Trabalho solicitado |
(1) Reescreva o trecho do artigo que vai de "O advogado e" até "Supremo Tribunal Federal.", substituindo "legislação" por "lei".
(2) Diga se cada afirmação a seguir está de acordo com o artigo. Responda sim ou não e cite as palavras do artigo que decidem a resposta.
(a) Márlon Reis integra o Movimento de Combate à Corrupção Eleitoral (MCCE).
(b) Gilmar Mendes fez as declarações de quarta-feira durante uma sessão do TSE.
(c) A Lei da Ficha Limpa nasceu de iniciativa parlamentar.
(3) Dê continuidade ao artigo sobre as críticas de Gilmar Mendes à Lei da Ficha Limpa a partir do ponto em que ele termina.

Artigo |
Ontem, durante sessão do STF, ministro já havia chamado de
“bêbados” autores da legislação eleitoral. Hoje, magistrado repetiu as
críticas. Idealizador da lei protesta: “Ele utiliza esse tipo de ataque
no sentido de descredibilizar uma das mais importantes conquistas
brasileiras”, diz Márlon Reis
Divulgação/Agência Brasil
Gilmar voltou a criticar Ficha Limpa. Desta vez, disse que lei não pode ser "canonizada"
O advogado e ex-juiz Márlon Reis, do Movimento de Combate à Corrupção Eleitoral (MCCE), responsável pela criação da
Lei da Ficha Limpa,
classificou como “desrespeitosa” a fala do presidente do Tribunal
Superior Eleitoral (TSE), ministro Gilmar Mendes. Ele declarou nesta
quarta-feira (17) que a legislação, de iniciativa popular, parece ter
sido elaborada por “bêbados” e que foi “mal feita”: “Sem querer ofender
ninguém, mas já ofendendo, parece que foi feita por bêbados. É lei mal
feita. Ninguém sabe se é contas de gestão, de governo”, criticou durante
sessão do Supremo Tribunal Federal.

Conjunto de dados |
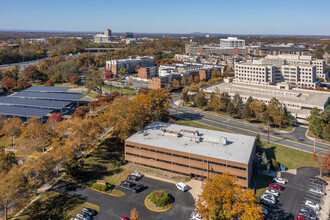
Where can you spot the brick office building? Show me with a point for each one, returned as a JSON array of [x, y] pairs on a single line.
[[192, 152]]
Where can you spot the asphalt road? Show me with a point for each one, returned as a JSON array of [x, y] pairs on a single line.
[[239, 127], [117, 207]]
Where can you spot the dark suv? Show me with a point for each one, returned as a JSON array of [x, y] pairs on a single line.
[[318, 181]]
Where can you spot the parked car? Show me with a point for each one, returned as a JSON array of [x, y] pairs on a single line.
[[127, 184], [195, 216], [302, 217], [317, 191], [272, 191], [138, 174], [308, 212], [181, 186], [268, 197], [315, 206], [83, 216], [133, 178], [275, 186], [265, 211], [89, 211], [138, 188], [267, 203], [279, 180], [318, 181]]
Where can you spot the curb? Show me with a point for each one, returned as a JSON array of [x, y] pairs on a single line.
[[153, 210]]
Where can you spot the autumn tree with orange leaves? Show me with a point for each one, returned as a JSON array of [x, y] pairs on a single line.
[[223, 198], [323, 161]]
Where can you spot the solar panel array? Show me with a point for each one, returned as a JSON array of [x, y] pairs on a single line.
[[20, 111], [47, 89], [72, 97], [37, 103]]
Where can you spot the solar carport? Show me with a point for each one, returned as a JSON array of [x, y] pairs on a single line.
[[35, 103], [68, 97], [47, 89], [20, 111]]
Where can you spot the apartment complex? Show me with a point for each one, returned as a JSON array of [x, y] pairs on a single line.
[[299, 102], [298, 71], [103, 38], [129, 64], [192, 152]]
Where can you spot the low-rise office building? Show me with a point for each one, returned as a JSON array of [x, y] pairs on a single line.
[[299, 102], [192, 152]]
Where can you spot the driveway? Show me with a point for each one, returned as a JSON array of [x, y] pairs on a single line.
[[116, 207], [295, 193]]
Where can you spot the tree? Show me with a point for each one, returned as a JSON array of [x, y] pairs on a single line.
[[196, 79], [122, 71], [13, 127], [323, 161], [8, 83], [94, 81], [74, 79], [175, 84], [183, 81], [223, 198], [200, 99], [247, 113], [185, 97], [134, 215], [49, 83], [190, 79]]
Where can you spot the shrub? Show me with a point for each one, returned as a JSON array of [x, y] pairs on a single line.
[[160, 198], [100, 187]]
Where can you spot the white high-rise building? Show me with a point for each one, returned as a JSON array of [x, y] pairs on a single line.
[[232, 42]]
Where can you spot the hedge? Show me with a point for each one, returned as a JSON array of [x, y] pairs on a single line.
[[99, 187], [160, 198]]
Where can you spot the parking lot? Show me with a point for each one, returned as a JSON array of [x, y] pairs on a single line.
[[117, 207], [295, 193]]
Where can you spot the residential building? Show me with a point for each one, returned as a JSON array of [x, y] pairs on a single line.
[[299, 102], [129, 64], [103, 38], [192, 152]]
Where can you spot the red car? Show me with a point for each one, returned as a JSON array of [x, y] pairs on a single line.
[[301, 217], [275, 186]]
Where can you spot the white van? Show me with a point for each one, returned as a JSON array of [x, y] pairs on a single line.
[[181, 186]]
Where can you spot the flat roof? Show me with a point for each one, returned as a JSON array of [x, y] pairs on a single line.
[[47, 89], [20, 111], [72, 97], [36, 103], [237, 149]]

Respostas por tarefa |
(1)
O advogado e ex-juiz Márlon Reis, do Movimento de Combate à Corrupção Eleitoral (MCCE), responsável pela criação da
Lei da Ficha Limpa,
classificou como “desrespeitosa” a fala do presidente do Tribunal
Superior Eleitoral (TSE), ministro Gilmar Mendes. Ele declarou nesta
quarta-feira (17) que a lei, de iniciativa popular, parece ter
sido elaborada por “bêbados” e que foi “mal feita”: “Sem querer ofender
ninguém, mas já ofendendo, parece que foi feita por bêbados. É lei mal
feita. Ninguém sabe se é contas de gestão, de governo”, criticou durante
sessão do Supremo Tribunal Federal.

(2)
(a) Sim: "O advogado e ex-juiz Márlon Reis, do Movimento de Combate à Corrupção Eleitoral (MCCE)"
(b) Não: "criticou durante sessão do Supremo Tribunal Federal"
(c) Não: "a legislação, de iniciativa popular"

(3)
A fala também foi criticada, em nota oficial, pelo presidente da
Ordem dos Advogados do Brasil (OAB), Cláudio Lamachia. Ao elogiar a
Ficha Limpa, Lamachia declarou que a afirmação feita pelo ministro não
condiz com a postura que se espera de um magistrado. O presidente da OAB
foi além. Diante das alegações de Gilmar, Lamachia pediu para o
magistrado apresentar à sociedade uma proposta capaz de aperfeiçoar a
legislação.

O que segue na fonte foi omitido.